▸ **Extrait du document**
○ ○ ○
Une nouvelle stratégie pour relancer l’artisanat
Un contrat-programme sera d’abord signé avec une quinzaine de PME artisanales susceptibles de pénétrer le marché international.
La bijouterie et la décoration sont retenues comme fer de lance du secteur.
Amélioration des conditions de financement, aménagement d’espaces
de vente et protection sociale pour les artisans individuels.
L’artisanat aura son contrat-programme. Il sera signé probablement en janvier prochain. Reste à savoir qui sera autour de la table. C’est en effet là où se situe la grande question, sachant que l’artisanat marocain est constitué de centaines de métiers de production et de services qui sont autant d’activités de subsistance que de création de richesses et donc d’emplois. De l’aveu même du ministre en charge du secteur, Adil Douiri, dont le département a mené durant de longs mois un travail d’identification et d’analyse, pour élaborer une nouvelle stratégie de développement, la situation n’est pas du tout réjouissante. Les études réalisées ont permis de dégager trois sortes d’activités, avec une valeur ajoutée plutôt limitée.
○ ○ ○
▸ **Exercice 1**
Les affirmations suivantes concordent-elles avec l’article sur l’artisanat ? Répondez par oui ou non à chacune, en citant les mots décisifs de l’article : (a) le contrat-programme sera d’abord signé avec une quinzaine de PME artisanales ; (b) d’après le ministre, la situation du secteur est satisfaisante ; (c) la bijouterie et la décoration sont retenues comme fer de lance du secteur.
▸ **Exercice 2**
Que pourrait-on lire ensuite dans l’article sur l’artisanat ? Rédigez la suite, en partant de sa dernière phrase.

▸ **Données présentées**
○ ○ ○
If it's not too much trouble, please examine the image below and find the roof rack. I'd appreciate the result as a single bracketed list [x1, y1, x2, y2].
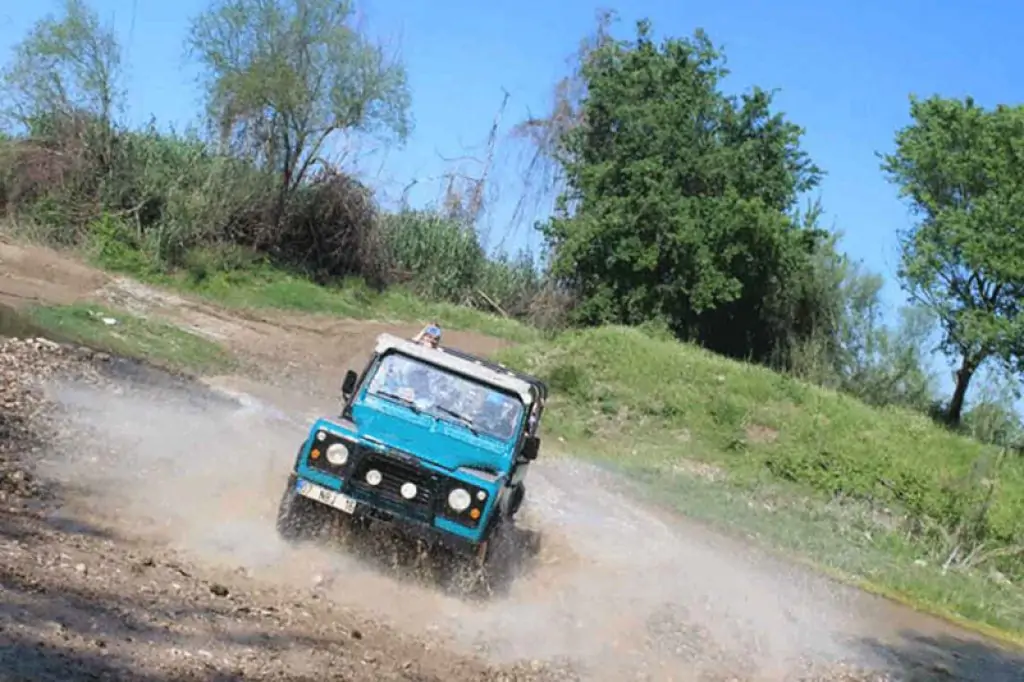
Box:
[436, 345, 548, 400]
○ ○ ○
▸ **Réponse 1**
(a) Oui : « Un contrat-programme sera d’abord signé avec une quinzaine de PME artisanales susceptibles de pénétrer le marché international. »
(b) Non : « la situation n’est pas du tout réjouissante ».
(c) Oui : « La bijouterie et la décoration sont retenues comme fer de lance du secteur. »

▸ **Réponse 2**
Le premier concerne l’artisanat utilitaire destiné à une clientèle nationale, notamment rurale (habit traditionnel, poterie utilitaire, etc,) dont le chiffre d’affaires ne dépasse guère les 3 milliards de dirhams.
Il y a ensuite l’artisanat de production à contenu culturel (fer forgé, bois, etc.) prisé à la fois par les nationaux et les touristes, mais dont le chiffre d’affaires est limité, soit 10 milliards de DH annuels dont 17 % émanant de touristes étrangers. Troisième catégorie identifiée, l’artisanat de production et de services destinés à l’export qui renferme un grand potentiel de développement mais dont le chiffre d’affaires atteint tout juste 700 MDH. Ce sont les artisans maçons qui s’exportent de plus en plus, notamment vers les pays voisins, et d’autres métiers désorganisés, sans véritables réseaux de distribution.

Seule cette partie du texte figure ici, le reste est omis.